What the exercise asks
Go through the material that follows and copy out every line containing the string "below". Match case exactly.

......

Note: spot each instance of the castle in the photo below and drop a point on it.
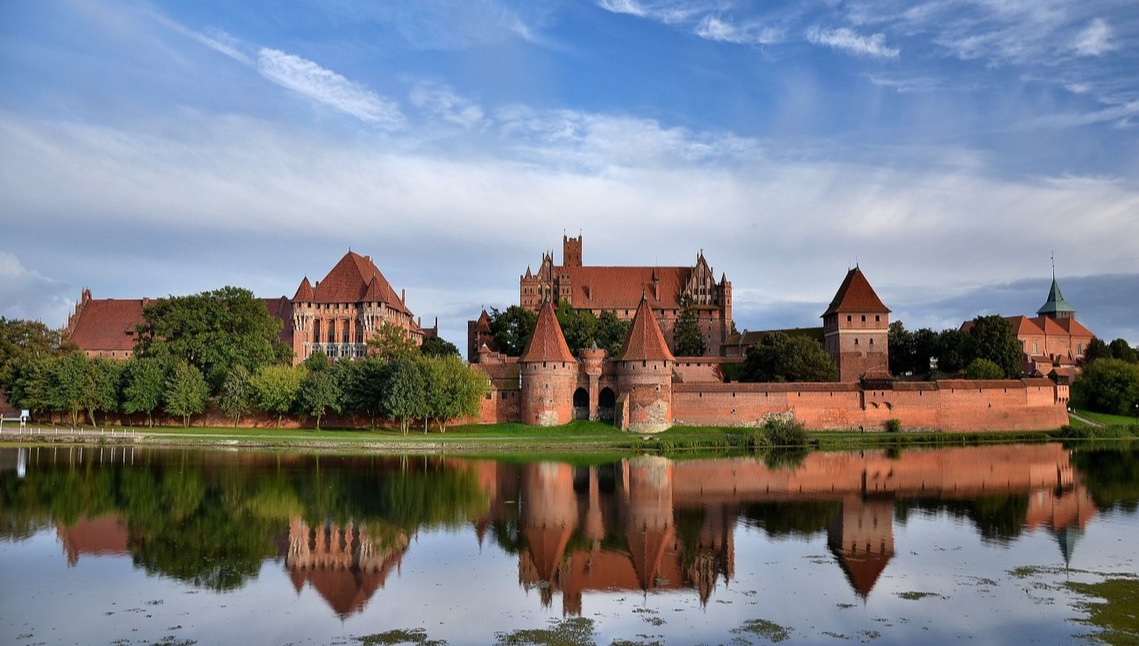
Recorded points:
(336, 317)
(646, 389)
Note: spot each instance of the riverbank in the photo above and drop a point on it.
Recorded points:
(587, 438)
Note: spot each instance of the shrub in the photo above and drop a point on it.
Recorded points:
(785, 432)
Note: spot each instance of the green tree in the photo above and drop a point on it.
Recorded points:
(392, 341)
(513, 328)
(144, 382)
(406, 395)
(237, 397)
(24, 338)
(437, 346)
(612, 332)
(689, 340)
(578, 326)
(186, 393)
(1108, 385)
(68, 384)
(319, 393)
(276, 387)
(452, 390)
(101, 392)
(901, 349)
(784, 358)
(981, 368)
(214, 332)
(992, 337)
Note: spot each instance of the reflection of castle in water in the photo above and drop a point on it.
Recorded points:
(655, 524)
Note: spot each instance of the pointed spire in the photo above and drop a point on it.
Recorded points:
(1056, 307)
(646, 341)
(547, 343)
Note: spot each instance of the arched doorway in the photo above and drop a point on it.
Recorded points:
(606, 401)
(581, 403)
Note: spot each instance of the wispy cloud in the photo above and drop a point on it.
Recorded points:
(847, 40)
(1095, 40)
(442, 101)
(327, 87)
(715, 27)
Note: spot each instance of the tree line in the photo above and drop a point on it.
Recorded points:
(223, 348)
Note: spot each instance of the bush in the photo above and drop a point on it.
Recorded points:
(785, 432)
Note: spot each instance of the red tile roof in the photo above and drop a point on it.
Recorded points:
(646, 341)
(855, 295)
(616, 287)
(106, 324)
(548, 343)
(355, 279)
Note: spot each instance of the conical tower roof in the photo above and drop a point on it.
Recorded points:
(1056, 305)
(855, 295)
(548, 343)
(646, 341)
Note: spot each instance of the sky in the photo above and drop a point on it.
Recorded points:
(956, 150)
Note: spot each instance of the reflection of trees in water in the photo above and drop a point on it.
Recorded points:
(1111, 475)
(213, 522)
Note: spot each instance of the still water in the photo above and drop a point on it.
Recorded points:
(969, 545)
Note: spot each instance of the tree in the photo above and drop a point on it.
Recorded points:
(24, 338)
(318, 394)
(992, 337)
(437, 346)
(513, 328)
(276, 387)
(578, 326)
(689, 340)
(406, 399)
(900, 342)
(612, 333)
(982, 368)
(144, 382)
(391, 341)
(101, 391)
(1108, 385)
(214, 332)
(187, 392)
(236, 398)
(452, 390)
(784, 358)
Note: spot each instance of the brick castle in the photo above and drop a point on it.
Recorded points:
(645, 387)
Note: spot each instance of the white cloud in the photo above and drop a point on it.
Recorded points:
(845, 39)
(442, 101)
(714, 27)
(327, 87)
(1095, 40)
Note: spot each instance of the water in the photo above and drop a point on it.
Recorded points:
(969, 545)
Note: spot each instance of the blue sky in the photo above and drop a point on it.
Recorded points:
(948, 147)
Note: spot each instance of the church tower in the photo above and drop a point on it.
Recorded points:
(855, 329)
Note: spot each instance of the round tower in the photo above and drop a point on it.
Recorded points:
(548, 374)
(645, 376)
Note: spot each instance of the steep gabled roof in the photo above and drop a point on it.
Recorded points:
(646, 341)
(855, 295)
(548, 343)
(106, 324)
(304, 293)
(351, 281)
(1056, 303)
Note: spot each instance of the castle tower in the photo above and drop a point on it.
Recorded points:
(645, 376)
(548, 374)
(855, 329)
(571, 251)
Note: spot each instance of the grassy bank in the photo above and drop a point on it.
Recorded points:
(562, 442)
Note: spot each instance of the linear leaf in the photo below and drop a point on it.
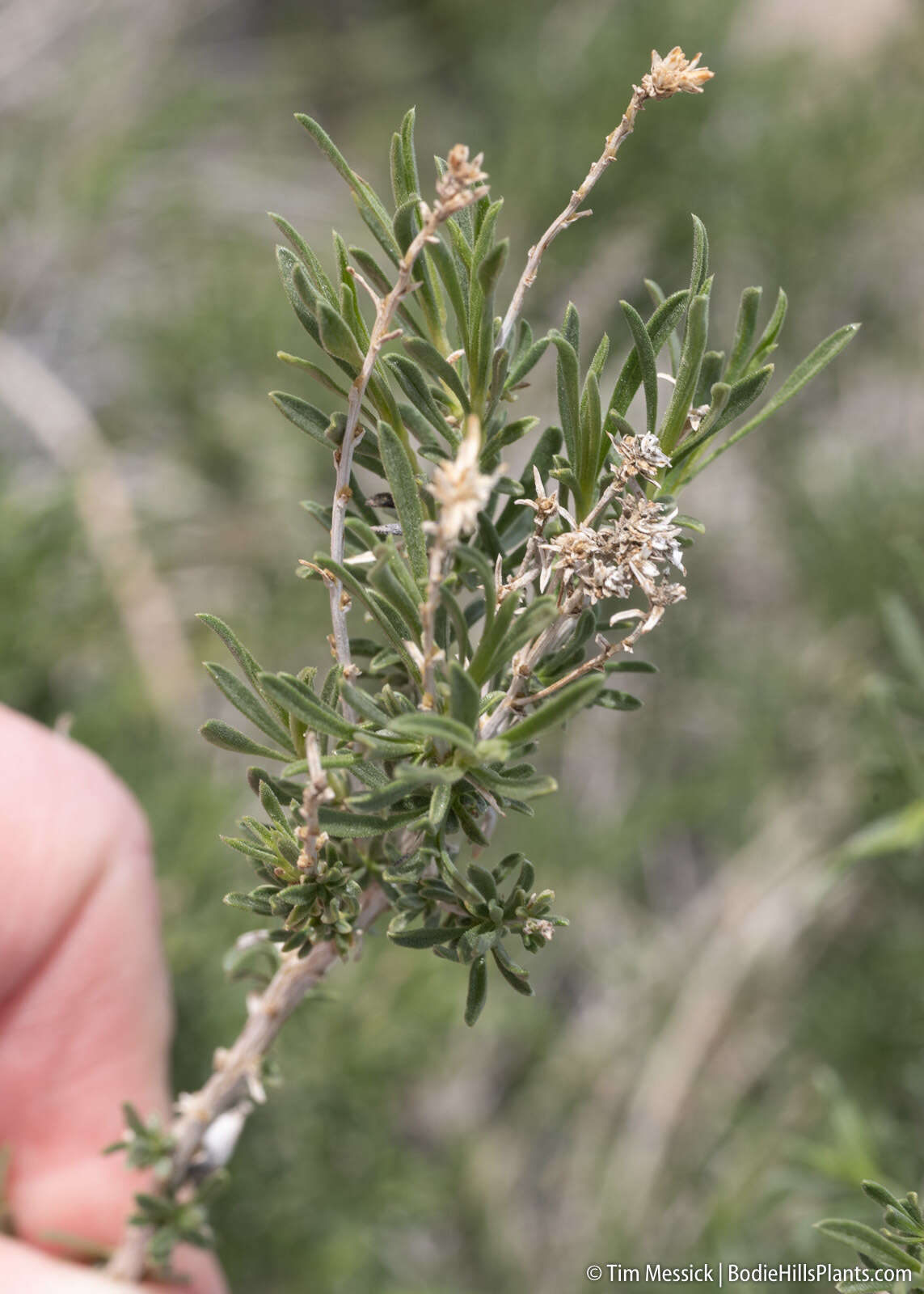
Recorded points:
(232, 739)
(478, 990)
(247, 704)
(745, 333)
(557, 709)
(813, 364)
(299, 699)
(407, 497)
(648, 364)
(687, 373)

......

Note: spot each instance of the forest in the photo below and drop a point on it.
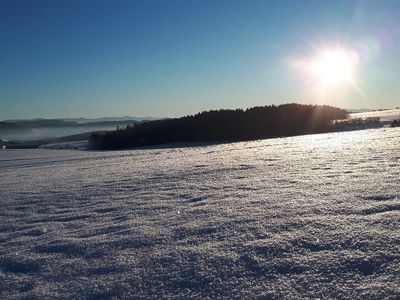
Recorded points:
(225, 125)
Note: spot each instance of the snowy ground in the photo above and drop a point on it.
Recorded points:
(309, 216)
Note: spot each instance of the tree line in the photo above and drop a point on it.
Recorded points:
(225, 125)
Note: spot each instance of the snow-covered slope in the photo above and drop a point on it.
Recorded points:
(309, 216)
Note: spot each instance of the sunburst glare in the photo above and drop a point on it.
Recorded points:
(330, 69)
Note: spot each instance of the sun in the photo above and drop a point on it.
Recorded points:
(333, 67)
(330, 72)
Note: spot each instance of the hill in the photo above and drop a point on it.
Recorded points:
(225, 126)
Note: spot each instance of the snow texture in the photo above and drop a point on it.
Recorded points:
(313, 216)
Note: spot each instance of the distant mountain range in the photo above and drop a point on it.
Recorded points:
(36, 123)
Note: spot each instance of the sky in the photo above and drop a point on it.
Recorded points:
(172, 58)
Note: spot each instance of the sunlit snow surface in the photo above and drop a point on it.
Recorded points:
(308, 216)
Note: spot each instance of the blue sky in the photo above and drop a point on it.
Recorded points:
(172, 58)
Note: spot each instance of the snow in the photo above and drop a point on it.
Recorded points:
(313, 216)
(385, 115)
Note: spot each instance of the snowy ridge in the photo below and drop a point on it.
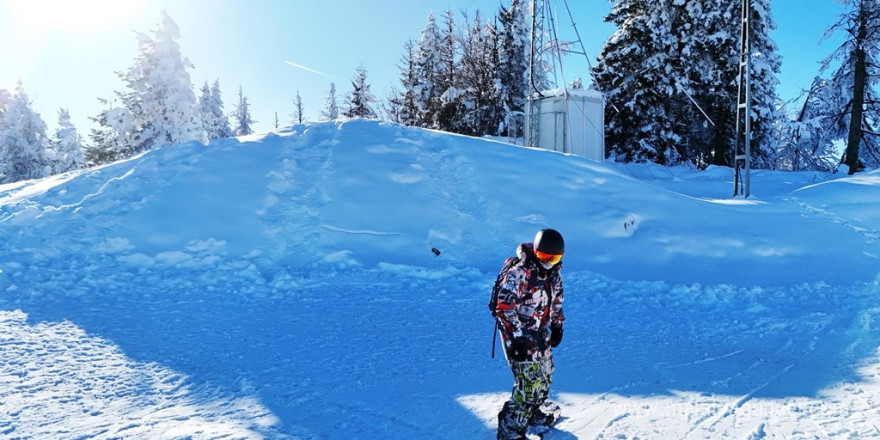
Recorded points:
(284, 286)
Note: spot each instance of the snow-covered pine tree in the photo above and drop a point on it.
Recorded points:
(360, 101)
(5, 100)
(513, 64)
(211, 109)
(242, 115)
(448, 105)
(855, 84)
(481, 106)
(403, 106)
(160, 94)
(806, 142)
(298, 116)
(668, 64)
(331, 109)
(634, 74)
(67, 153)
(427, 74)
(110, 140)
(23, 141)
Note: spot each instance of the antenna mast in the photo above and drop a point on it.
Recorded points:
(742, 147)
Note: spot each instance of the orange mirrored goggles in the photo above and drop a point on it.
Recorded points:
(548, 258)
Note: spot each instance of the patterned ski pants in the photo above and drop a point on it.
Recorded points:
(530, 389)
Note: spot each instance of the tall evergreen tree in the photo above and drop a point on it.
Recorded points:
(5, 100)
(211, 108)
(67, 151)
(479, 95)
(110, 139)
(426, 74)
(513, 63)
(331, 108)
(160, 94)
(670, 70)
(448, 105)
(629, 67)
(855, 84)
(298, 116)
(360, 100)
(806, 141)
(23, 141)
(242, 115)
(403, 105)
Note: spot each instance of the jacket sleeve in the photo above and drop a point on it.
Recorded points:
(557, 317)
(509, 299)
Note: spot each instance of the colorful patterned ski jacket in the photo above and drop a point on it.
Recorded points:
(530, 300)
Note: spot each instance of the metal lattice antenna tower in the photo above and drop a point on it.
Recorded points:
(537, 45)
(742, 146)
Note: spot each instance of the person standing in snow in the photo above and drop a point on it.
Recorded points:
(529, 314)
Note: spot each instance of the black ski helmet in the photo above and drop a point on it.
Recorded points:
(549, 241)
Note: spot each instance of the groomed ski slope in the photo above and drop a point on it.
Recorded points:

......

Problem solution
Note: spot each instance of the castle in the photo below and drop a point on it.
Note: spot each instance of the linear leaf in the photo below and drop a point on it.
Note: spot each instance of the forest in the photo below and drop a point on it.
Note: spot each instance of the snowy ridge in the photo below and drop a point on it.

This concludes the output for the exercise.